Print every line of the listing below, starting with the line that holds "column shown in this photo?" and going on through the line that holds "Target: bridge support column", both included, and print nothing else.

════════════════════

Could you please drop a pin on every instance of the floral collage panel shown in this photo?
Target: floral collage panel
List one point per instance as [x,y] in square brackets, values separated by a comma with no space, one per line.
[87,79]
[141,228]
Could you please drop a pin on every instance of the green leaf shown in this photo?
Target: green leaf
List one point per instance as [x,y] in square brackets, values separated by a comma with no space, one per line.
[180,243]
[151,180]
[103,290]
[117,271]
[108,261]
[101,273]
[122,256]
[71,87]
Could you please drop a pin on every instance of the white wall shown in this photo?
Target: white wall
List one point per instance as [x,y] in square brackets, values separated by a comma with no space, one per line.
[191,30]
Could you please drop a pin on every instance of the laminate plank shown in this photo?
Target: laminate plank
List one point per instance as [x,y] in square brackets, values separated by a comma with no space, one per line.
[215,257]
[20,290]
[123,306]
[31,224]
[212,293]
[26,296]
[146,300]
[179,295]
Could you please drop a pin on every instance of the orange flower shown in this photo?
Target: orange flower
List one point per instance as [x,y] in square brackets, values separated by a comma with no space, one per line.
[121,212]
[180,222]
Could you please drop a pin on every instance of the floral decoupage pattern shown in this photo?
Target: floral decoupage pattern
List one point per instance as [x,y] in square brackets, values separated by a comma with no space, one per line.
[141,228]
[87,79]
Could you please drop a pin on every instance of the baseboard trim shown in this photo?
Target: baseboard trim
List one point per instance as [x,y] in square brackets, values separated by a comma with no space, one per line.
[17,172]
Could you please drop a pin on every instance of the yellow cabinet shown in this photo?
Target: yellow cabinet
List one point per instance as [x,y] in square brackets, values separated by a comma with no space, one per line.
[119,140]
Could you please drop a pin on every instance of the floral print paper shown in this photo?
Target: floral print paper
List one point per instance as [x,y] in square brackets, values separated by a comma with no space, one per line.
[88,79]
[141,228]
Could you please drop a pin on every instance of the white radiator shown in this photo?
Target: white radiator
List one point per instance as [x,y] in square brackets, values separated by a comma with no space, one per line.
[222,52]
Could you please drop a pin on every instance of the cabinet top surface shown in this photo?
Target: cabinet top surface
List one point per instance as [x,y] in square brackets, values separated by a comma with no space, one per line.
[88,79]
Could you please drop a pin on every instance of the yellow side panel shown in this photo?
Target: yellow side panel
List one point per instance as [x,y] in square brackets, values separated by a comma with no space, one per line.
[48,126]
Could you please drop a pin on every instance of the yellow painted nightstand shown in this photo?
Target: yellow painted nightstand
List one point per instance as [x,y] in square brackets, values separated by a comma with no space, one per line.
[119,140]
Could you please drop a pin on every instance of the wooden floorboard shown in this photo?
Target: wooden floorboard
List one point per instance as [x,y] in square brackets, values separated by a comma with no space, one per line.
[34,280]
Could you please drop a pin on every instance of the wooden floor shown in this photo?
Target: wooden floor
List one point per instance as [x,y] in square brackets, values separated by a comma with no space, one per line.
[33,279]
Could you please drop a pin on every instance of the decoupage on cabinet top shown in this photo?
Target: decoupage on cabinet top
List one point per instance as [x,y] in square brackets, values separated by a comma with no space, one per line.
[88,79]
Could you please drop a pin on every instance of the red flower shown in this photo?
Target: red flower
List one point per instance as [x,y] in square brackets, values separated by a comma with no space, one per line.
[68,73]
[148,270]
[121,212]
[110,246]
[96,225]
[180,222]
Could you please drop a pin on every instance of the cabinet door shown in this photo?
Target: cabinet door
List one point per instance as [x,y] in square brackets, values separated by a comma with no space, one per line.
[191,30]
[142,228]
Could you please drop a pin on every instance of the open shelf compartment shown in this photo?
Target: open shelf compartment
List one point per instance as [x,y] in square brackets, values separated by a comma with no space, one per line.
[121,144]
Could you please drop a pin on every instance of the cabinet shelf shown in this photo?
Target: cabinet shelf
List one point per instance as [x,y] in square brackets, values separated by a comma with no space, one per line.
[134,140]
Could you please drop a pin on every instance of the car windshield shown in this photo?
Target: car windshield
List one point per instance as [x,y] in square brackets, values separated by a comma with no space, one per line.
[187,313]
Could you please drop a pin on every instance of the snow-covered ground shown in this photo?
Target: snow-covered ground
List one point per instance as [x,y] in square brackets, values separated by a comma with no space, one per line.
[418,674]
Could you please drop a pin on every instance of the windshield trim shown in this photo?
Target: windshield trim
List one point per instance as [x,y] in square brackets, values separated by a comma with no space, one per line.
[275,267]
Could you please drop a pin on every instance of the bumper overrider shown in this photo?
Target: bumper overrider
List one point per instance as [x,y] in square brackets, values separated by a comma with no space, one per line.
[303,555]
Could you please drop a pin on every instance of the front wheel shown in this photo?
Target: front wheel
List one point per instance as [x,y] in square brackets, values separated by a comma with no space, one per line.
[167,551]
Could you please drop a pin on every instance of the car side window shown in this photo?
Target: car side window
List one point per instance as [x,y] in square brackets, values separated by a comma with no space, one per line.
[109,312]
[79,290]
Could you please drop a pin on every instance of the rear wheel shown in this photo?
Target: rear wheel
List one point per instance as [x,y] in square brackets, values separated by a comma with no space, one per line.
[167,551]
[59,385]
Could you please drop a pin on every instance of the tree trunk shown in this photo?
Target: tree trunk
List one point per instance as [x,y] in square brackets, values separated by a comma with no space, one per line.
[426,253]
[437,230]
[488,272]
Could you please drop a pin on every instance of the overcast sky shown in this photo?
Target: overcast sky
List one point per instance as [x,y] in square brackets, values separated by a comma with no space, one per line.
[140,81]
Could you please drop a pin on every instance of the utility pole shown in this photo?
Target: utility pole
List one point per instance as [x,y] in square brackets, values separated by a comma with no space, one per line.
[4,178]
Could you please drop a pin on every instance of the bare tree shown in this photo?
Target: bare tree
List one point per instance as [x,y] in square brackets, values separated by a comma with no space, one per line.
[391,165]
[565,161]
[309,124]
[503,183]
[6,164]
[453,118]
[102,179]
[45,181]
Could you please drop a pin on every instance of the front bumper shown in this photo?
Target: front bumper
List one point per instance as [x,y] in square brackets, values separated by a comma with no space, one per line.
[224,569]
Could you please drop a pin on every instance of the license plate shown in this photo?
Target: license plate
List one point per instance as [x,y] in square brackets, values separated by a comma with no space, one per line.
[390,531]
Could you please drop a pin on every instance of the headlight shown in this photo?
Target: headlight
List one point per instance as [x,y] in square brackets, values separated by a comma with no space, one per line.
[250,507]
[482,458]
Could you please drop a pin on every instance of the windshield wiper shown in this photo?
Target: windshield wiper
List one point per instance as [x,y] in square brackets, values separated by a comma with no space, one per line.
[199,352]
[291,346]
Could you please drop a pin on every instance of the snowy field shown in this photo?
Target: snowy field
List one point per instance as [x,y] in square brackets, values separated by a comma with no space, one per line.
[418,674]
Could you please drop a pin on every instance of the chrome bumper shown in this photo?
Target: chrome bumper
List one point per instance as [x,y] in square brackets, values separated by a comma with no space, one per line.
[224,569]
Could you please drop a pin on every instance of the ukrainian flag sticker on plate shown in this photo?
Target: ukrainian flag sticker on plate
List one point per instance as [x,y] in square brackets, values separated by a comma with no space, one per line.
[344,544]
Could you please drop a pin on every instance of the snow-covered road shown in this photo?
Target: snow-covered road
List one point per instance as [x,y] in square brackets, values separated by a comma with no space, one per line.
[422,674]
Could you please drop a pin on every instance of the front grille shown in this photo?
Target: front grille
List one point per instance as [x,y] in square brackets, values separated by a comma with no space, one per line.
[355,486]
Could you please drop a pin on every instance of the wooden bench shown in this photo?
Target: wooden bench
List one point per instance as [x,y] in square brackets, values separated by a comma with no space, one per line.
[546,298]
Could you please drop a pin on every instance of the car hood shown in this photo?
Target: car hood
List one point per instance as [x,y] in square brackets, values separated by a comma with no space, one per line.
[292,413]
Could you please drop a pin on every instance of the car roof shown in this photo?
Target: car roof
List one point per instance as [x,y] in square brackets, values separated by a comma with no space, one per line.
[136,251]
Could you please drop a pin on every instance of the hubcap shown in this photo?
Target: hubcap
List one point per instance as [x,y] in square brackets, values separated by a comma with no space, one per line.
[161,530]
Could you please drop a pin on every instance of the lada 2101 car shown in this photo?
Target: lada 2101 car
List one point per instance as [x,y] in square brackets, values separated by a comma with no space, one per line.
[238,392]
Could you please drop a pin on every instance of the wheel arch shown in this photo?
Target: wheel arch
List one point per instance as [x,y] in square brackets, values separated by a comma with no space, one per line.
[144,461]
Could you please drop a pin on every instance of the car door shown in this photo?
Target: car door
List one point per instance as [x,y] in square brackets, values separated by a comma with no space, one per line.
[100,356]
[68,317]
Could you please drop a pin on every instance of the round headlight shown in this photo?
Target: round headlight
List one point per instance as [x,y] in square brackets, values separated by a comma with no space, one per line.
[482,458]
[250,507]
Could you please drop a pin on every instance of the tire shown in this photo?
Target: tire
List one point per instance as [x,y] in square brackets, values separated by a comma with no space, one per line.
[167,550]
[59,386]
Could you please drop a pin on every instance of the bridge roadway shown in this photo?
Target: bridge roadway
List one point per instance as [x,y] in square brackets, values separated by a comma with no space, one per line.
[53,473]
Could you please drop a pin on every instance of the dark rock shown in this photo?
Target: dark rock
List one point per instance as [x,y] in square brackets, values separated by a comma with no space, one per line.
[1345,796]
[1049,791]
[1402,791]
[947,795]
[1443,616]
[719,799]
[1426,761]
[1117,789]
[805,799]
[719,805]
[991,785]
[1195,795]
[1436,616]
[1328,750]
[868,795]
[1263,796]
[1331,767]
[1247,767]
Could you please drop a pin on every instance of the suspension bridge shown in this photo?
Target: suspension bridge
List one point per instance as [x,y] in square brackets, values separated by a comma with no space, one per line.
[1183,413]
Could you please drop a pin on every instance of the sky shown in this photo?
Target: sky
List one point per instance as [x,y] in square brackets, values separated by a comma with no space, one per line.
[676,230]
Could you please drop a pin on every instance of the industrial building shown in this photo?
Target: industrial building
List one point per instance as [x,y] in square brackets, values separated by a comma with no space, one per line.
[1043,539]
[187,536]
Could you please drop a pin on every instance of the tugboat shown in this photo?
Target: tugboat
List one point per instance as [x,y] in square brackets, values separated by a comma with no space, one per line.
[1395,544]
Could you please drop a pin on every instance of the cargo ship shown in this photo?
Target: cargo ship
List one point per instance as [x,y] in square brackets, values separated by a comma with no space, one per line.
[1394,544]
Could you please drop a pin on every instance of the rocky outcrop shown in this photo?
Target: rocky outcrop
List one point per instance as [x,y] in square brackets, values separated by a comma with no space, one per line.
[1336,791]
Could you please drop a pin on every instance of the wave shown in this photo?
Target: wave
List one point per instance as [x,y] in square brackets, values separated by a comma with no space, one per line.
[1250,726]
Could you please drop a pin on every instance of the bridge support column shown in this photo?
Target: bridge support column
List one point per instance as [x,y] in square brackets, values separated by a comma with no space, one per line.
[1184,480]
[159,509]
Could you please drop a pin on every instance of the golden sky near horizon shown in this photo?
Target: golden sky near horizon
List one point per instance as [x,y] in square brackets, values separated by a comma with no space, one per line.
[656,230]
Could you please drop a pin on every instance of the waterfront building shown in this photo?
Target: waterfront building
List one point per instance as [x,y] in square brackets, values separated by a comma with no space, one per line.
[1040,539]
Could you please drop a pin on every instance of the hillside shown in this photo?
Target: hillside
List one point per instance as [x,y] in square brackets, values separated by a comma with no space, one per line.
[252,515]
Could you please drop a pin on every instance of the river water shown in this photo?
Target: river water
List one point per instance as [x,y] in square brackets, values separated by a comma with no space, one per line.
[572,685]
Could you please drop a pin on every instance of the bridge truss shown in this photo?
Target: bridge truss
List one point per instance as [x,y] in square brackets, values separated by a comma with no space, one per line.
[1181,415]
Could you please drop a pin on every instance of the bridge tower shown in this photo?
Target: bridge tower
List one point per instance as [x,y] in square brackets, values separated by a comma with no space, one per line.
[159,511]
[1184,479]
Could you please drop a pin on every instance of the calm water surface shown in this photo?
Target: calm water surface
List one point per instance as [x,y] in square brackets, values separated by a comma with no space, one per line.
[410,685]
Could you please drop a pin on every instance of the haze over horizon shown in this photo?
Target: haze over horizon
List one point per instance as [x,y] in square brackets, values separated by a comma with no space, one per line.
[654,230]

════════════════════

## Answer to this task
Could you please drop a pin on every instance of the bridge support column shown in this photo?
Target: bridge support column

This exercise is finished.